_指示 a_
下の本文のうち「記事では対空防衛システムのことしかふれていないが」で始まる段落を、主な事実を残して箇条書きで短くまとめよ。

_本文_
+-------+
2013年2月17日日曜日

日本国が「死の商人」になっていいのか

シリアの紛争がなかなか収束しない。
赤旗2013.2.14付 レイアウトは変える
アサド大統領はテロリストと戦っているといっているが、反体制派武装勢力はもともとはシリアの民間人だ。
アサドは国民を殺しまくっている。
すべての責任はアサド一人にある。

カダフィ大佐同様、アサドの末路も目に見えるようだが、そのためにあと何人死ななければいけないのだろう。
赤旗2013.2.15付

上記記事の翌日に短信が載った。

記事では対空防衛システムのことしかふれていないが、ロシアは一昨年10億ドル相当の武器をシリアへ輸出(末尾にテキスト引用)している。
アサドが国民を殺しまくるその武器は、ロシアが供給しているのだ。
まともな国がこのようなことを公然とできるものだろうか。

もちろんロシア以上にアメリカは武器輸出をしている。
+-------+
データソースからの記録
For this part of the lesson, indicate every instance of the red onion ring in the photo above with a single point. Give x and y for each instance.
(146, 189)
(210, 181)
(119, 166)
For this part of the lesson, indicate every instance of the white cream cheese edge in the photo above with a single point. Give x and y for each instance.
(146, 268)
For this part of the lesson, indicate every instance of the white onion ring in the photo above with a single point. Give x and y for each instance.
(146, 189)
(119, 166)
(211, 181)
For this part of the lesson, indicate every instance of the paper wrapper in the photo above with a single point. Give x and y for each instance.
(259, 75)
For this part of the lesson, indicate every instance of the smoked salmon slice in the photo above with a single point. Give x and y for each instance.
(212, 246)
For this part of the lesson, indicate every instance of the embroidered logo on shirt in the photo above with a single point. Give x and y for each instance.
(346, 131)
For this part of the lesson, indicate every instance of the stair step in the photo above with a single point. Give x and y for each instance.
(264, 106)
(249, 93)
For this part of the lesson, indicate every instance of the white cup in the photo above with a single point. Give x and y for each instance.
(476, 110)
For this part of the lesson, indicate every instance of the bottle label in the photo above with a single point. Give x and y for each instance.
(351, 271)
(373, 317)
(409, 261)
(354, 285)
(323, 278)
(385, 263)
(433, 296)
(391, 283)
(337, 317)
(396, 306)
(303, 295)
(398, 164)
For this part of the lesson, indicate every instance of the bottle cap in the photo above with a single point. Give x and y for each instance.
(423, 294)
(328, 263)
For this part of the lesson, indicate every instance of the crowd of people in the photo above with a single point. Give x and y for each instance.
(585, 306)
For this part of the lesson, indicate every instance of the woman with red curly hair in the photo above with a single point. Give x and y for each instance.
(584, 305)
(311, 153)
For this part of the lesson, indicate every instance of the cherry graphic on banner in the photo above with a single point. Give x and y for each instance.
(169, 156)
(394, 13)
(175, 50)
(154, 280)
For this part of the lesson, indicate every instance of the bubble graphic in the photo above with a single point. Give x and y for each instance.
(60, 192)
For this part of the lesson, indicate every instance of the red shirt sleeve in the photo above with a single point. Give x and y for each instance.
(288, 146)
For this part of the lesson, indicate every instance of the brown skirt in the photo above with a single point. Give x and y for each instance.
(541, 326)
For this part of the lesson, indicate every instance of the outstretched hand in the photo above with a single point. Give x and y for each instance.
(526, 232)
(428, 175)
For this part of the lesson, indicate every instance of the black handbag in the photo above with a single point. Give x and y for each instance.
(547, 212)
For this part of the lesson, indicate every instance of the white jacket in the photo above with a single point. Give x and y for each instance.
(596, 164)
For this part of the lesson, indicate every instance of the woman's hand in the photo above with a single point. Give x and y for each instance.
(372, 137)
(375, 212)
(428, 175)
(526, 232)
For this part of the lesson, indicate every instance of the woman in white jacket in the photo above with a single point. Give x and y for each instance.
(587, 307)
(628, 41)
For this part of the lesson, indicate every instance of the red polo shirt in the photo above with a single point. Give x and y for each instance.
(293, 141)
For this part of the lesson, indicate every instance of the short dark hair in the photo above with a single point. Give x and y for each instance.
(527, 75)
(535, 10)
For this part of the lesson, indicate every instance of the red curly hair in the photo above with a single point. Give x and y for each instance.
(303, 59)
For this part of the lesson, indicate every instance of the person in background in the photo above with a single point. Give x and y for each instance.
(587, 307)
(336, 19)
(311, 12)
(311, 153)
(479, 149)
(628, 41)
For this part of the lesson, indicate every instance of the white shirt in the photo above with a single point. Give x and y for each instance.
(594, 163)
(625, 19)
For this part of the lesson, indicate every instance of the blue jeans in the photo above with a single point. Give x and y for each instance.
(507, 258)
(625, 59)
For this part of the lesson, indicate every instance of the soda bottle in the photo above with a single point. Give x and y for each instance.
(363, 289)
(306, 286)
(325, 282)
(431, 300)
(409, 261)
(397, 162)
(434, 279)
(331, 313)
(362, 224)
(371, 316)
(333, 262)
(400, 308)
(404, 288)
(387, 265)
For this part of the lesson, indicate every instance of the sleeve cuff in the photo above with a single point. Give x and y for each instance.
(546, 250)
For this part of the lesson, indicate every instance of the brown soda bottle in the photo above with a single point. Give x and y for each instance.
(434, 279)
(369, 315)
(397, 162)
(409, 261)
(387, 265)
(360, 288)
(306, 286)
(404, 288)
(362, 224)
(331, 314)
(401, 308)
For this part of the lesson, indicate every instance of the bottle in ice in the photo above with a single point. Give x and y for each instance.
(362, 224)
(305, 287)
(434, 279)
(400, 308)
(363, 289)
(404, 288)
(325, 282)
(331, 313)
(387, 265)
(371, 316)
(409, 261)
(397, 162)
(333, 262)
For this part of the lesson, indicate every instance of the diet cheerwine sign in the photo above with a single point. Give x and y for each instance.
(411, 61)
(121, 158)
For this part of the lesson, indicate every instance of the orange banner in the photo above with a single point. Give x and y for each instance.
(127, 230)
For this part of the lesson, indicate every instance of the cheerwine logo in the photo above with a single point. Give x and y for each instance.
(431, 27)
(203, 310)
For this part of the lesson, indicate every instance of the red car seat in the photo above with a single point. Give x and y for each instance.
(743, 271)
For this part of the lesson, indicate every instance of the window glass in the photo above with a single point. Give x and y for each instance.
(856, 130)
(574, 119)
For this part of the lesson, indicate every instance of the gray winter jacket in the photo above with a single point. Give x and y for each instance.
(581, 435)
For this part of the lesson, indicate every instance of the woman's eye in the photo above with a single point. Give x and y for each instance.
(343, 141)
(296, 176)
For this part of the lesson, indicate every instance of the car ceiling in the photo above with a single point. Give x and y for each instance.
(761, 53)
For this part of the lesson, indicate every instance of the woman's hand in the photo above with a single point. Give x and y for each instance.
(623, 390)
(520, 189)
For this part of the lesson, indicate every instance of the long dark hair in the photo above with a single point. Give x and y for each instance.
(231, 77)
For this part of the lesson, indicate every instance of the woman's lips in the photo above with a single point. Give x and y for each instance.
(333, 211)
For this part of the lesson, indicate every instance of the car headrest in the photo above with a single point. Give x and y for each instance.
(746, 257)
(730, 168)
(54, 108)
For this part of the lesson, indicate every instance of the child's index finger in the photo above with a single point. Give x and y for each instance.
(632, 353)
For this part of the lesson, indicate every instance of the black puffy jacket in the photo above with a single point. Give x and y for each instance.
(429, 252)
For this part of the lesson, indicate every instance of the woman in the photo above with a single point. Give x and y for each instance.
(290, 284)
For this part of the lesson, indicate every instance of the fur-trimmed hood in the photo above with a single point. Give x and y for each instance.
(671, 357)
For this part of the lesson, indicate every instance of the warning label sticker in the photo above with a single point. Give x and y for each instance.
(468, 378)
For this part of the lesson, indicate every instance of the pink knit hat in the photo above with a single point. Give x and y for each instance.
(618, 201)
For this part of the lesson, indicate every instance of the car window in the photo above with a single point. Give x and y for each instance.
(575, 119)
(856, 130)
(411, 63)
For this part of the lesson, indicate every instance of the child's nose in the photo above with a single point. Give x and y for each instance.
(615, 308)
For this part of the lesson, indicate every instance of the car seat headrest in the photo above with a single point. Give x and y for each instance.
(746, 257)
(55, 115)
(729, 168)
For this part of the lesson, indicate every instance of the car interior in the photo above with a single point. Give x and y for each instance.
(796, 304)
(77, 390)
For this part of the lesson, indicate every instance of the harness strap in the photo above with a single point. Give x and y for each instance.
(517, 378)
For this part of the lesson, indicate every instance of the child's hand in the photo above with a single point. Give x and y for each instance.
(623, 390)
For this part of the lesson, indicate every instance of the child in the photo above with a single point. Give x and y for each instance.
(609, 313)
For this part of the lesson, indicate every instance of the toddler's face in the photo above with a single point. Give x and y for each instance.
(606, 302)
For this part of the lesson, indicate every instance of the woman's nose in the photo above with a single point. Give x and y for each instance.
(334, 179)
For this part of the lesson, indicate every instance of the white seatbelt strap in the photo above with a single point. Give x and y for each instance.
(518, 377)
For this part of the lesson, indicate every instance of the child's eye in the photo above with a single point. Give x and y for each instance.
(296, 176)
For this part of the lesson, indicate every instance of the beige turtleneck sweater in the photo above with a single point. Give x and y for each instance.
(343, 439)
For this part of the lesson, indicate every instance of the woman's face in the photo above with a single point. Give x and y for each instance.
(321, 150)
+-------+
_指示 b_
上の記録から、「soda」という文字列を含む行をすべて集めよ。大文字と小文字は区別する。

_回答全文 a_
- 記事が触れているのは対空防衛システムのことだけだ。
- ロシアは一昨年、10億ドル相当の武器をシリアへ輸出している。
- アサドが国民を殺すのに使う武器は、ロシアが供給している。
- 筆者は、まともな国がこうしたことを公然とできるのかと疑問を示している。

_回答全文 b_
For this part of the lesson, indicate every instance of the soda bottle in the photo above with a single point. Give x and y for each instance.
For this part of the lesson, indicate every instance of the brown soda bottle in the photo above with a single point. Give x and y for each instance.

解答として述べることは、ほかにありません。